-- Begin --
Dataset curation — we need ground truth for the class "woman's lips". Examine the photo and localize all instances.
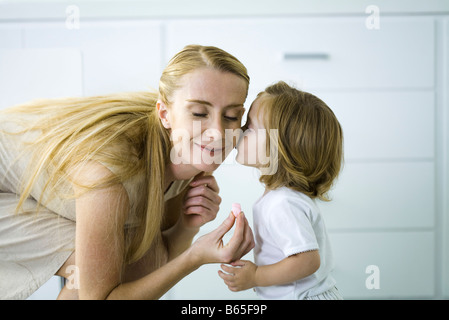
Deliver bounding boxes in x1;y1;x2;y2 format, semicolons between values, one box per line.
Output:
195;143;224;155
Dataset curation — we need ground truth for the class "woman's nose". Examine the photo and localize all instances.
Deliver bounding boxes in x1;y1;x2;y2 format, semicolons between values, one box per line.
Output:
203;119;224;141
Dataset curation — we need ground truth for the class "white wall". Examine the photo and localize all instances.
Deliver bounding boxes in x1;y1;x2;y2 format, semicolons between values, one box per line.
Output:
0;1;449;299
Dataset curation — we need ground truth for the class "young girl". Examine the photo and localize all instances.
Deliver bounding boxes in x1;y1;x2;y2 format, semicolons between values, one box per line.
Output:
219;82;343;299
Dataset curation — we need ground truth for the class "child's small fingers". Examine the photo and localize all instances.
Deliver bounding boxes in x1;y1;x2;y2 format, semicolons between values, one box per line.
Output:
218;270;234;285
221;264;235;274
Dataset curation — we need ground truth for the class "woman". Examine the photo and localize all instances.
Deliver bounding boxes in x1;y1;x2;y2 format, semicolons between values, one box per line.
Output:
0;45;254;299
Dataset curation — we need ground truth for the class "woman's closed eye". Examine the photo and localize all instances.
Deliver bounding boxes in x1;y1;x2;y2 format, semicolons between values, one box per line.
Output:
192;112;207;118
-- End --
-- Begin --
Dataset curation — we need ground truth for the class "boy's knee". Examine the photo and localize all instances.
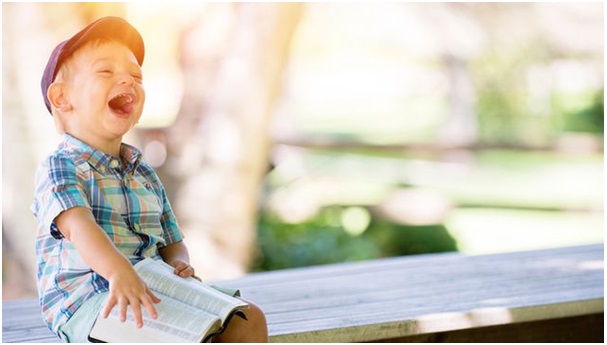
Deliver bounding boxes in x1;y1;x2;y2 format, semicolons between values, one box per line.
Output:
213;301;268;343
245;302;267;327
-- End --
-- Begin --
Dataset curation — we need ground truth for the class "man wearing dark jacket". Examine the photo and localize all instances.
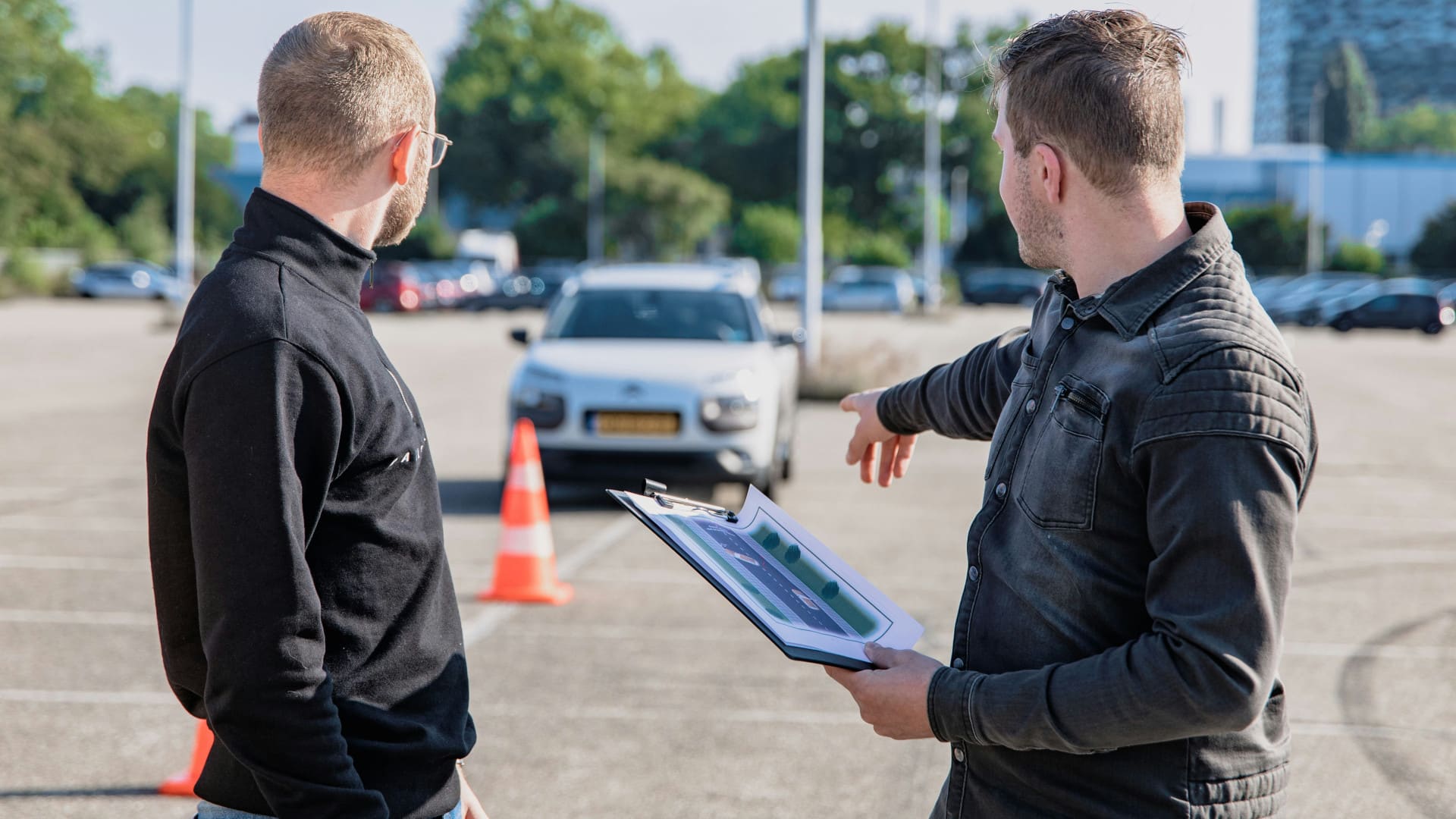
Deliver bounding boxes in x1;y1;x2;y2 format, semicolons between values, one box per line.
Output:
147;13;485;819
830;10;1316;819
-- End --
» Goal
Show every line in the entries above that contains the word "woman". Only count matches with the same capitalization.

» Result
Dataset curation — we need ground truth for the class "woman's lips". Examine the photo and localize all instances.
Dataset curation — we need ground truth for the class "woman's nose". Examine the photo and localize all instances.
Dataset curation — we need ground truth for the class "woman". Examine the photo and localize all instances.
Dataset curation — we need ground truth for the class "woman's closed eye". Examine the photo and localize all instances.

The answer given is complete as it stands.